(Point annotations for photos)
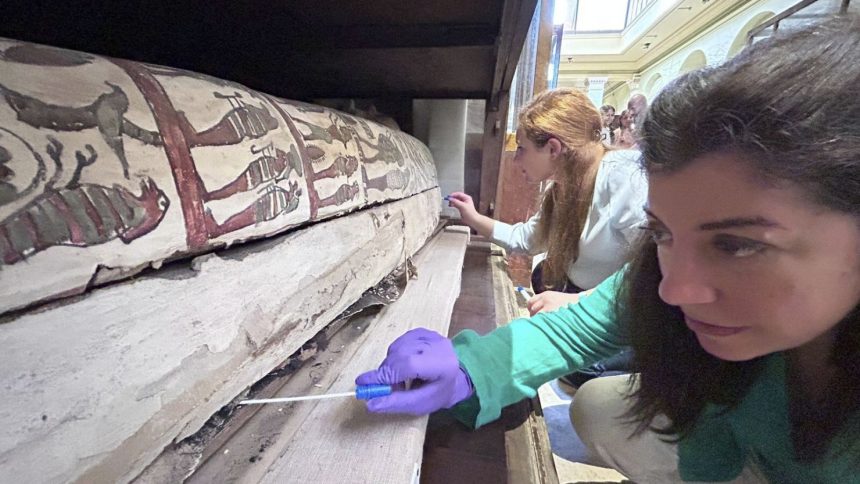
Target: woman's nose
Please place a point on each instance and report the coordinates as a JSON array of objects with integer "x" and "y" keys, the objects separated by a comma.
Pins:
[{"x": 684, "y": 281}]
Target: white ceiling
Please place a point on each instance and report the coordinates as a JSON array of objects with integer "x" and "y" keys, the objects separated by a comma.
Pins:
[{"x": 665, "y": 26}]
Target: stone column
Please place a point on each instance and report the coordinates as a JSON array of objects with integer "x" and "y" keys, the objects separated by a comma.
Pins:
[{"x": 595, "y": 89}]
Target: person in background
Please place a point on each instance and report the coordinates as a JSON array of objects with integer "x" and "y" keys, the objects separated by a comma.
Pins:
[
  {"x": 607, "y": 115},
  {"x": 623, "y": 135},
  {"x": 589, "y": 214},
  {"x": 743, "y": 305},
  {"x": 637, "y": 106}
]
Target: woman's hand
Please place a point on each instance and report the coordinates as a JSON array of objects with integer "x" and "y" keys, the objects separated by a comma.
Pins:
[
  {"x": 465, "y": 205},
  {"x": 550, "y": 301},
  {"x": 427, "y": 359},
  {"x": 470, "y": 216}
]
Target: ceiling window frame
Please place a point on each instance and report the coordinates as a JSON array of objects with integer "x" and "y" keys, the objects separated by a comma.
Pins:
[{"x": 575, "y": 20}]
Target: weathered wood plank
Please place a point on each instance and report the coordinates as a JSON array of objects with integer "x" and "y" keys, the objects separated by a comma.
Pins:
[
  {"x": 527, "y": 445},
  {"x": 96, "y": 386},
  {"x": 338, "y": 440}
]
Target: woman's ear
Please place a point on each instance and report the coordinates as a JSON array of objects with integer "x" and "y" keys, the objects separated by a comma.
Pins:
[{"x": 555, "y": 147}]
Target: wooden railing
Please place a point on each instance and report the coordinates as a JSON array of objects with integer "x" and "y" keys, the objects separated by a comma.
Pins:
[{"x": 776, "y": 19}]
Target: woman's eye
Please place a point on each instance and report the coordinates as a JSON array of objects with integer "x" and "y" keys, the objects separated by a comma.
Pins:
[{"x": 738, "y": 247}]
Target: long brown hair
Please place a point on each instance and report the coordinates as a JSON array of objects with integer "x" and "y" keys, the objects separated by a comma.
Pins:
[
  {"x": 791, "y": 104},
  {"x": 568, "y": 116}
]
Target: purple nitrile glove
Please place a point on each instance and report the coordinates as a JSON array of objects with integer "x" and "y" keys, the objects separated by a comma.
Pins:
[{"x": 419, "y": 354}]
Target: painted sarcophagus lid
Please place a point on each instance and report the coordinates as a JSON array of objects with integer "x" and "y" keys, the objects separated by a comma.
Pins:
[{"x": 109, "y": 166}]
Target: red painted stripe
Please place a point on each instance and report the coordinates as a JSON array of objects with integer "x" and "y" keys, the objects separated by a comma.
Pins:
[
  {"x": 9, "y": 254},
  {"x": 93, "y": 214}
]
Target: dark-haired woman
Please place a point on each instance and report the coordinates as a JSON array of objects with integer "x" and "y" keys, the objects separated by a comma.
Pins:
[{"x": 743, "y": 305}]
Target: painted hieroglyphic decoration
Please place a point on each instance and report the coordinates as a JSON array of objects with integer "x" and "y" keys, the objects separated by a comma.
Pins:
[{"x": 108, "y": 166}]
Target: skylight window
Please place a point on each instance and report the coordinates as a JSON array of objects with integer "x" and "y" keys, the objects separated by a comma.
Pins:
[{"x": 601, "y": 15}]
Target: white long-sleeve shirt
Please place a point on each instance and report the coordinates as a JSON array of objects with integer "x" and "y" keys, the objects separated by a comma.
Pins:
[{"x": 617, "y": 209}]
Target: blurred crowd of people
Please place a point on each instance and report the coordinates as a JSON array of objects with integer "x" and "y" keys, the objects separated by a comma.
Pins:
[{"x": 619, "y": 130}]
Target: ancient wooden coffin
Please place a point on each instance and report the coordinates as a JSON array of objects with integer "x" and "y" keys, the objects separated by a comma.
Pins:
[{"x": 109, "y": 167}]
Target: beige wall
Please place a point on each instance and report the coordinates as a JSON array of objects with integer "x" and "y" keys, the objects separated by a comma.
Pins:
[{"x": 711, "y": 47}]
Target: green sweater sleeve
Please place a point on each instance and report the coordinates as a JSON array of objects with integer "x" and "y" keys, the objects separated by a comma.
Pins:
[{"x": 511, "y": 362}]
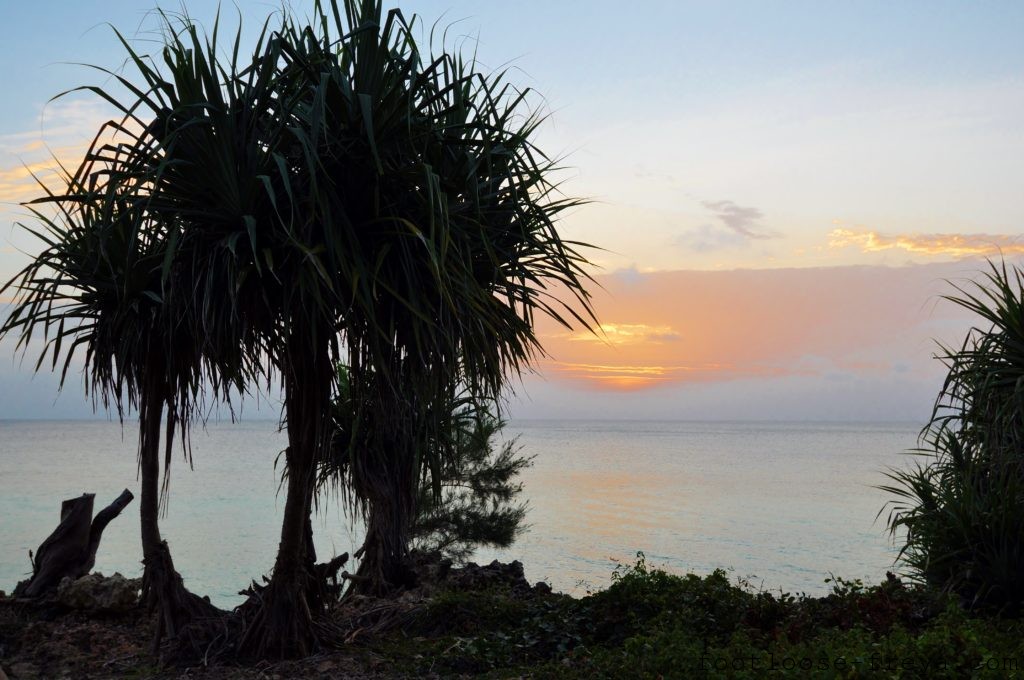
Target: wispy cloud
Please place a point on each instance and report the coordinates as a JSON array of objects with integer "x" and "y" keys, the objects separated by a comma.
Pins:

--

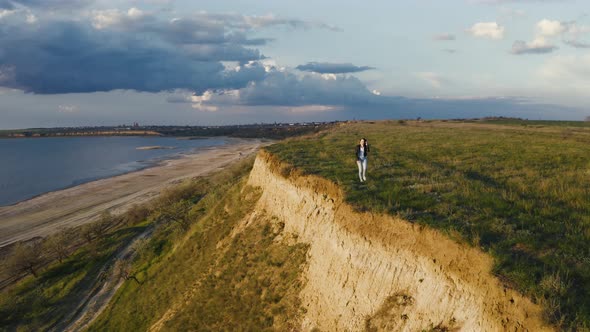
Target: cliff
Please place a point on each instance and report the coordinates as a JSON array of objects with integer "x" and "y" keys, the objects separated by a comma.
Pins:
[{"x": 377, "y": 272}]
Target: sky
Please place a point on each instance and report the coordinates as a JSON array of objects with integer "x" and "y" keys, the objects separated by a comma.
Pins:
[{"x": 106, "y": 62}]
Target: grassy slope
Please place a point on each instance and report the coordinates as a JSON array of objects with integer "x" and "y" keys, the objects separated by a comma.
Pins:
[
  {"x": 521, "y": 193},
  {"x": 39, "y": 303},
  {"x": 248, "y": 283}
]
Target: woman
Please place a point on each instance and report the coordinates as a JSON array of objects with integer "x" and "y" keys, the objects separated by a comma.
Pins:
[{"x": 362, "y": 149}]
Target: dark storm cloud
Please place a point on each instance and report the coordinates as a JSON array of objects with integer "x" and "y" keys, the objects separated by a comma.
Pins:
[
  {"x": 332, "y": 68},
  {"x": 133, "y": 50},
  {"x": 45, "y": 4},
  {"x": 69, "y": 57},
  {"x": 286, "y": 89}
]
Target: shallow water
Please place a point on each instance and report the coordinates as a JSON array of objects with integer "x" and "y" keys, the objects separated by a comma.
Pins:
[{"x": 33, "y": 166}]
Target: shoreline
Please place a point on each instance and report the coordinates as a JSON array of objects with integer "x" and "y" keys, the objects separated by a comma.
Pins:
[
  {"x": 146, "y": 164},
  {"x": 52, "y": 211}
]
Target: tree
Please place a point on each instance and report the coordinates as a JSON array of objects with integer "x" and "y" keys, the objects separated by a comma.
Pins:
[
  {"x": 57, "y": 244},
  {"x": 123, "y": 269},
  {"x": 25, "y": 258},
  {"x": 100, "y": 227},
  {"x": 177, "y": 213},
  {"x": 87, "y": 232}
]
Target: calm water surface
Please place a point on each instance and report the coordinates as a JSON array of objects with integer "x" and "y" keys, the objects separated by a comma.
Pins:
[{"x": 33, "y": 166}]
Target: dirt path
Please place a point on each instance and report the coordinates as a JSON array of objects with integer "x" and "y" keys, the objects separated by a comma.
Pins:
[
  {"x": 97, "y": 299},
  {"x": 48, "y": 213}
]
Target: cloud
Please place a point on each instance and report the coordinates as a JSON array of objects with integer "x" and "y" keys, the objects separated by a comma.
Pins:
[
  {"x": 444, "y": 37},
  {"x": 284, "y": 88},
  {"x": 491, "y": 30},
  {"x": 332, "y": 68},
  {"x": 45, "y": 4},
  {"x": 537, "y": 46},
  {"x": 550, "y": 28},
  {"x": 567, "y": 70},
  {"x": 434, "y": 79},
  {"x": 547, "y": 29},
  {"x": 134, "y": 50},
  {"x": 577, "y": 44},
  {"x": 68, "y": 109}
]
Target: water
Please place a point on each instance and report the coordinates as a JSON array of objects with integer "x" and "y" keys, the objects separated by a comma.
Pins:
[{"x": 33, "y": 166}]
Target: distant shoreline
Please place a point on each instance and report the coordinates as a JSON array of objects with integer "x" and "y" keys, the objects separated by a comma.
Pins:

Exercise instructions
Gather every line from the rows above that contains the word "painted".

Result below
Target: painted sarcophagus lid
Target: red painted stripe
Target: painted hieroglyphic decoration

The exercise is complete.